[What to work on] Copy the items from the start through the line with "[401,605,507,768]", requests included. Scale every bounding-box coordinate in the answers by 0.5 and round to whole numbers, with halves rounded up.

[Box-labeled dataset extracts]
-*-*-

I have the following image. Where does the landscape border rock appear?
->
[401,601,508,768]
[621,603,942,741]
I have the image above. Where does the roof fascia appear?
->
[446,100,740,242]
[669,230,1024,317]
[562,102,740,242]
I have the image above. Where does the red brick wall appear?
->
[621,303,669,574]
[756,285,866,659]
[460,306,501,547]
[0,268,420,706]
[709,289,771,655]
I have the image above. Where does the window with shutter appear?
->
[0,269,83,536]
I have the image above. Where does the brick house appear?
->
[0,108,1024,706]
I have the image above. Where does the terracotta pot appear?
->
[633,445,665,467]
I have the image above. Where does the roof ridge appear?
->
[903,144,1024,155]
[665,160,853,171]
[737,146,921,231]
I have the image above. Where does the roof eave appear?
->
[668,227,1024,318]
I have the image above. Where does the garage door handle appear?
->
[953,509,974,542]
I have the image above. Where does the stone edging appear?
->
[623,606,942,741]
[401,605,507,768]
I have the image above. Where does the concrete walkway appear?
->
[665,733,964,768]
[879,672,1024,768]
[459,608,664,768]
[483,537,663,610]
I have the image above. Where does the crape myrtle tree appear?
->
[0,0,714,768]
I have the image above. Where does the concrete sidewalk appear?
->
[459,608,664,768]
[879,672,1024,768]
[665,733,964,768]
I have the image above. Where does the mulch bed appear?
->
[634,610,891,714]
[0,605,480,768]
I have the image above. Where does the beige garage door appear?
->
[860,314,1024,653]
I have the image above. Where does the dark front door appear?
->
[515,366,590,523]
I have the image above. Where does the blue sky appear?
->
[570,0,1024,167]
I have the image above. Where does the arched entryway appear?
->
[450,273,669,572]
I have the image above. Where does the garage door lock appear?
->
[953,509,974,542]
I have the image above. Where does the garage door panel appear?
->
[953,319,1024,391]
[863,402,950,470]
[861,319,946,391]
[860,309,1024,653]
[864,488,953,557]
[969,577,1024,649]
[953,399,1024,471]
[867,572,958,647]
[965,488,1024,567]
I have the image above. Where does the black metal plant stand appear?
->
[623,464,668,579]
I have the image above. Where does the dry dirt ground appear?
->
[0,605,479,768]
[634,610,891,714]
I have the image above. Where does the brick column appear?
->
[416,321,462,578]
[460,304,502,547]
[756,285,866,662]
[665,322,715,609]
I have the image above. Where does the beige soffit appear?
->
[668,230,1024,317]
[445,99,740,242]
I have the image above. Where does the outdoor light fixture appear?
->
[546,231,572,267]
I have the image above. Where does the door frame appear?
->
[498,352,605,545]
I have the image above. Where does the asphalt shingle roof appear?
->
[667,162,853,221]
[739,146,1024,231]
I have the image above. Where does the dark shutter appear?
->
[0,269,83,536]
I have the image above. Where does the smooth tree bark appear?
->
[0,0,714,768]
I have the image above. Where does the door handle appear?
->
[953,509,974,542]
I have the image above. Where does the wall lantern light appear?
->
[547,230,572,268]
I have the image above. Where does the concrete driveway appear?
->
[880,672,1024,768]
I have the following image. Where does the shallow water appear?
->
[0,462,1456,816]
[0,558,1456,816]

-*-*-

[Solution for this exercise]
I have the following image. Where does the landscape border rock appear?
->
[201,301,254,384]
[311,302,471,371]
I have the image above. Where does the roof fascia appear?
->
[223,50,370,121]
[335,115,512,159]
[281,51,370,121]
I have the image above. Where does the red brick wall appear?
->
[311,152,335,287]
[378,143,433,330]
[230,153,251,274]
[0,134,210,353]
[355,145,386,328]
I have the image above. Where does the window with shutter appear?
->
[0,135,42,268]
I have the image above. Where does the brick house appear?
->
[0,54,512,353]
I have the image above. Where does the terracotta pot appear?
->
[317,223,333,234]
I have the image above. Where does the roof ridge appear?
->
[452,72,512,78]
[333,80,427,86]
[369,73,461,116]
I have the image above. Where does the roof eave appear?
->
[334,114,512,159]
I have the image above. Where does the garage door handle appear?
->
[477,255,487,271]
I have the image above. Where does the stone edging appear?
->
[312,303,471,371]
[201,303,254,384]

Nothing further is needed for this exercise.